INSTRUCTIONS TO FOLLOW: Recast the lines of the listing below as a numbered list, leaving out any blank lines, starting at the line that contains "Put a pin on every instance of the nose bridge" and ending at the line that contains "x=250 y=289", both included.

-- Start MATERIAL --

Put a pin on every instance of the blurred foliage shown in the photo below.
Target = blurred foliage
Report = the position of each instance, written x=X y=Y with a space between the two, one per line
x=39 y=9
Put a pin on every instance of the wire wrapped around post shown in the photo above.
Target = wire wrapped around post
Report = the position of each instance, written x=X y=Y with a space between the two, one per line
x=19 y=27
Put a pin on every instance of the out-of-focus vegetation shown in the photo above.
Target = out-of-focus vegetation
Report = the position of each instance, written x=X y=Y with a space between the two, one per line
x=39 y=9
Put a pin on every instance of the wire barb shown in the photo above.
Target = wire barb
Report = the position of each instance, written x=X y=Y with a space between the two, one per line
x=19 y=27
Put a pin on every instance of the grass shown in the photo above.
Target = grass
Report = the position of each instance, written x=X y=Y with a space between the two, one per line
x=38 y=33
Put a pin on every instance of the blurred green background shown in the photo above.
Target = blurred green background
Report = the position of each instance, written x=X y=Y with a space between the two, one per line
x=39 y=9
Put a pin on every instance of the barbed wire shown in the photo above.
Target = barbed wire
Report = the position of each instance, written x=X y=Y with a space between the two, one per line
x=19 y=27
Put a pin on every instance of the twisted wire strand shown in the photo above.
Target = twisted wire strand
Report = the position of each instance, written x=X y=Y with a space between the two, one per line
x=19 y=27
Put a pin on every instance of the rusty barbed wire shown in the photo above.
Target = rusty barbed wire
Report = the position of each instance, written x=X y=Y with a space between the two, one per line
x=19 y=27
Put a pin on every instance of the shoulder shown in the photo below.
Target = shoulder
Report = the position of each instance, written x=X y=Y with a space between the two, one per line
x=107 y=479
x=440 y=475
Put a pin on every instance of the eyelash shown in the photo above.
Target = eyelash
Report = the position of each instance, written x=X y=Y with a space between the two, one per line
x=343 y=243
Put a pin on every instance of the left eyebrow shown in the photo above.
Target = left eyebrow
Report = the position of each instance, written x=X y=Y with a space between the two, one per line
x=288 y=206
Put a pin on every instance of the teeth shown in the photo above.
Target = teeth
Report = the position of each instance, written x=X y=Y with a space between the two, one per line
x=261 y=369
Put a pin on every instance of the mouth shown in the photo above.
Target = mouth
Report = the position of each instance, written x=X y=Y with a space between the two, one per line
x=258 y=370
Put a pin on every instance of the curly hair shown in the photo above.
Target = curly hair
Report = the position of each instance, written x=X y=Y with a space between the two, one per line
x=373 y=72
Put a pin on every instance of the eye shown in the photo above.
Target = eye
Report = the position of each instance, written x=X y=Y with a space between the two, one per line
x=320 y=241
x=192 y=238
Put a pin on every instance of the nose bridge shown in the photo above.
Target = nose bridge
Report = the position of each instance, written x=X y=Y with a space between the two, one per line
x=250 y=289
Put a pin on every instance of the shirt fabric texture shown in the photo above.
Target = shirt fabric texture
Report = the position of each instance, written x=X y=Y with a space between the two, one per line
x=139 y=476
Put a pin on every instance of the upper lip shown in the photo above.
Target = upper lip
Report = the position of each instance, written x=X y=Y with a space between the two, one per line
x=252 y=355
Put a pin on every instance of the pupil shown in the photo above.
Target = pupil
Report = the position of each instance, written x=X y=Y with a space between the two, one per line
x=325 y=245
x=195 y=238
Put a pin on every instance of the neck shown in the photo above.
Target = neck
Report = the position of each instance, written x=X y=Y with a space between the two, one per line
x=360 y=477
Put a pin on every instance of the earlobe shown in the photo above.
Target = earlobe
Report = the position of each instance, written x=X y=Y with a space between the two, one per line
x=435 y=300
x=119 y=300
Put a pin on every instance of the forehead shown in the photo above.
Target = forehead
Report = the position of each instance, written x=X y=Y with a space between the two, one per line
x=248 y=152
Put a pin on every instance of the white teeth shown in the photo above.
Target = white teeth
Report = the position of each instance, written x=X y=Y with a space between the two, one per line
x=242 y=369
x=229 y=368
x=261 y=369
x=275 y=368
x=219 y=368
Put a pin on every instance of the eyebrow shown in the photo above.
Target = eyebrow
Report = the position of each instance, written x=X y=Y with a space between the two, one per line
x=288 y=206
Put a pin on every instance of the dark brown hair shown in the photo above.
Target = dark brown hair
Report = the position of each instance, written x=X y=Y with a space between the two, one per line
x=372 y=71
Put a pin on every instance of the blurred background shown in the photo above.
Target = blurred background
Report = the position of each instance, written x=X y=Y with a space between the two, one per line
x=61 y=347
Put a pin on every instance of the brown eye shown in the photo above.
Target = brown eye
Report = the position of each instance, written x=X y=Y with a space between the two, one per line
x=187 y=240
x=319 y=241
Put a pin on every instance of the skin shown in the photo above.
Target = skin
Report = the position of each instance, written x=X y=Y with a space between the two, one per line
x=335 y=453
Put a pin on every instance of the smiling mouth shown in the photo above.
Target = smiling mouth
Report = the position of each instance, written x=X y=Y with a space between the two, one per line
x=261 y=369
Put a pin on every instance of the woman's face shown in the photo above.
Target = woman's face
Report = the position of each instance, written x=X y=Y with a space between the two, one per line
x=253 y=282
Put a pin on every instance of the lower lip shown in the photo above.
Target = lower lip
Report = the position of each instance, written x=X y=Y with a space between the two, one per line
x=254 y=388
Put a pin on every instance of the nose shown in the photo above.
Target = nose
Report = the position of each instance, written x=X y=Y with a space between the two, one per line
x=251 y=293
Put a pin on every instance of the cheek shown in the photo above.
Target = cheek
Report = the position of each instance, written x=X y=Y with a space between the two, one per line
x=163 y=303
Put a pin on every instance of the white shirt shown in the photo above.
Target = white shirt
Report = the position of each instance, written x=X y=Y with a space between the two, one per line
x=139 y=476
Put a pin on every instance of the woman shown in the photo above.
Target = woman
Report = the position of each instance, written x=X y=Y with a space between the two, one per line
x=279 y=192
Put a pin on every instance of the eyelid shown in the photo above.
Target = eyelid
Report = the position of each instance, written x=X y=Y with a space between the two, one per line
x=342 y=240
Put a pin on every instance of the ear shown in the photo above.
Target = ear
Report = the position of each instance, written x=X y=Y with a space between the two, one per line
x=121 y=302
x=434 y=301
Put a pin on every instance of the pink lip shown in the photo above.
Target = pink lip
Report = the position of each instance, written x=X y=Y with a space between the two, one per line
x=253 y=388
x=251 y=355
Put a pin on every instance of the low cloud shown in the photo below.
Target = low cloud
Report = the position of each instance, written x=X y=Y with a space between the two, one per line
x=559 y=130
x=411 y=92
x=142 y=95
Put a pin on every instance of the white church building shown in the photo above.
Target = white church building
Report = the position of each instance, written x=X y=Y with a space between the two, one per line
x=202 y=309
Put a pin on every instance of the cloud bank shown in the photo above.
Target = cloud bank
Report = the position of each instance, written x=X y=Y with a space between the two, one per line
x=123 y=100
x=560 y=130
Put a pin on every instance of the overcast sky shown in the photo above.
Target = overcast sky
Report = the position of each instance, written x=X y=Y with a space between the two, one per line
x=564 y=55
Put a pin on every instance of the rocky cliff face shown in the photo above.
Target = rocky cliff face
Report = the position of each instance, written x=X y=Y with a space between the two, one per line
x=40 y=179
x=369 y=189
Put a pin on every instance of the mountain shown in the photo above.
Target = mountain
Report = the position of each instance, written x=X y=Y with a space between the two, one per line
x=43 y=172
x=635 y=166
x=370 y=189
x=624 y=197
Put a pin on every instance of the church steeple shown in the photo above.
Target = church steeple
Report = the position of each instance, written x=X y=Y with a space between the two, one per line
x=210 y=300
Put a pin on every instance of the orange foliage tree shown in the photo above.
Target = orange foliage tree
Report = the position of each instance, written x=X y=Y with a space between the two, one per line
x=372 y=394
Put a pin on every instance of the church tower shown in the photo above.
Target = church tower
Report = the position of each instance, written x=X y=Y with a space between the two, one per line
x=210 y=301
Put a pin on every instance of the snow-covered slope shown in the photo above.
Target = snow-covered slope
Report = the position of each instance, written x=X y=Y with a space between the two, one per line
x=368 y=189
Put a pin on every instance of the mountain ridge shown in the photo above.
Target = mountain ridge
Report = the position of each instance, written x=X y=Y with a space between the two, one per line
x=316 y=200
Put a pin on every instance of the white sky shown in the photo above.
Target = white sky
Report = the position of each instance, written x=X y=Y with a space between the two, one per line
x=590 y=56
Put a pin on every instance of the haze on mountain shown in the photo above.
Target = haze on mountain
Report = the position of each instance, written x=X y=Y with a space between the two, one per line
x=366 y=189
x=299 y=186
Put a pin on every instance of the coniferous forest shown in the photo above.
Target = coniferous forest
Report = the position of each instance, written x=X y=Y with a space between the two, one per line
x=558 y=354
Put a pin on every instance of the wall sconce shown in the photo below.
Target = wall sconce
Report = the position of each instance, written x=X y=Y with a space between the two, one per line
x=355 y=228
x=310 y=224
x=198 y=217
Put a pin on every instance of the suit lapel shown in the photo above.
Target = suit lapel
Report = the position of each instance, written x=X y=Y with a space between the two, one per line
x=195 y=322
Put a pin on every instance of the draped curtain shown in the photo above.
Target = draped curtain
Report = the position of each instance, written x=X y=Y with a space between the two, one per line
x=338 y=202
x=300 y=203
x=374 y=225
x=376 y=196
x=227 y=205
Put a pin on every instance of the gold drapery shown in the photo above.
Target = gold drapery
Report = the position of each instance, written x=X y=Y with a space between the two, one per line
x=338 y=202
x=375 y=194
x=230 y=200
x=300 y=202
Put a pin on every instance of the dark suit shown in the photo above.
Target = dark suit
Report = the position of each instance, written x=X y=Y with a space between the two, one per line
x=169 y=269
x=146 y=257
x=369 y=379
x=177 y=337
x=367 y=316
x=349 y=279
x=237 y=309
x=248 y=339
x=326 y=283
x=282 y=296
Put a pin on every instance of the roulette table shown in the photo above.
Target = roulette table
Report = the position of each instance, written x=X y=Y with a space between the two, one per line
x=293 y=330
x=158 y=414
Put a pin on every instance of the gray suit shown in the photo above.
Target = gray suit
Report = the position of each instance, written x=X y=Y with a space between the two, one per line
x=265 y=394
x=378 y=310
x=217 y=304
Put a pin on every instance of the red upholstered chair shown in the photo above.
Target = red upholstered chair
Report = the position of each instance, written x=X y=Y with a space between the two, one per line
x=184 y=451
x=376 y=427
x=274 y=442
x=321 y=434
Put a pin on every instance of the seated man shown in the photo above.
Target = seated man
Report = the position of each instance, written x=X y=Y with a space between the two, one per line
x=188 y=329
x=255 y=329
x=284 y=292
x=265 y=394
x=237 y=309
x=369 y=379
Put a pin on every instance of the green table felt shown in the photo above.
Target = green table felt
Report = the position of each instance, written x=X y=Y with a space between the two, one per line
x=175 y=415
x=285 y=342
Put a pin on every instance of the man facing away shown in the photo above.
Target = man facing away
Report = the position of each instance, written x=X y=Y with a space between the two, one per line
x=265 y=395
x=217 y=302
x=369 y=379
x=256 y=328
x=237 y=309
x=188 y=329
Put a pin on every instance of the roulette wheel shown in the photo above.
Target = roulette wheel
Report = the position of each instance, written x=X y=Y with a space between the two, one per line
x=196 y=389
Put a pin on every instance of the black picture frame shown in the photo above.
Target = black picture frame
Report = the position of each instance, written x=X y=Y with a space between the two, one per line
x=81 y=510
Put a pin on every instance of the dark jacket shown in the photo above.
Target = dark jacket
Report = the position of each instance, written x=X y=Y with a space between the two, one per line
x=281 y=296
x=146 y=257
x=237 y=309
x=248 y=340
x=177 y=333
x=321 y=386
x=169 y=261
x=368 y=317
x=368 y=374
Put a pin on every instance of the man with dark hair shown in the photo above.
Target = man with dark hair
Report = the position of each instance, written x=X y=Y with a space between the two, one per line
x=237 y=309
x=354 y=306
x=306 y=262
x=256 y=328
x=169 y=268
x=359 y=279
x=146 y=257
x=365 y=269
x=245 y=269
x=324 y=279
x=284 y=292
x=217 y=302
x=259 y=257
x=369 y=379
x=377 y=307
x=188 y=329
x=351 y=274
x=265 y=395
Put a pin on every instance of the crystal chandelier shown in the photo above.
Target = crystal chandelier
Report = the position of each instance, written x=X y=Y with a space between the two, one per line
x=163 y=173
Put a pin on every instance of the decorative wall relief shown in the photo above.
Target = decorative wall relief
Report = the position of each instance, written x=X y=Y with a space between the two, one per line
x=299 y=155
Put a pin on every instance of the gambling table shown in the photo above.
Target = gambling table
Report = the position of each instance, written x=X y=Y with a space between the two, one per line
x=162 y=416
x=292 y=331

-- End MATERIAL --

OUTPUT BELOW:
1. Put a pin on every instance of the nose bridge shown in the photo above.
2. Target = nose bridge
3. Report = the position of each instance, written x=X y=Y with a space between the two, one per line
4. x=250 y=289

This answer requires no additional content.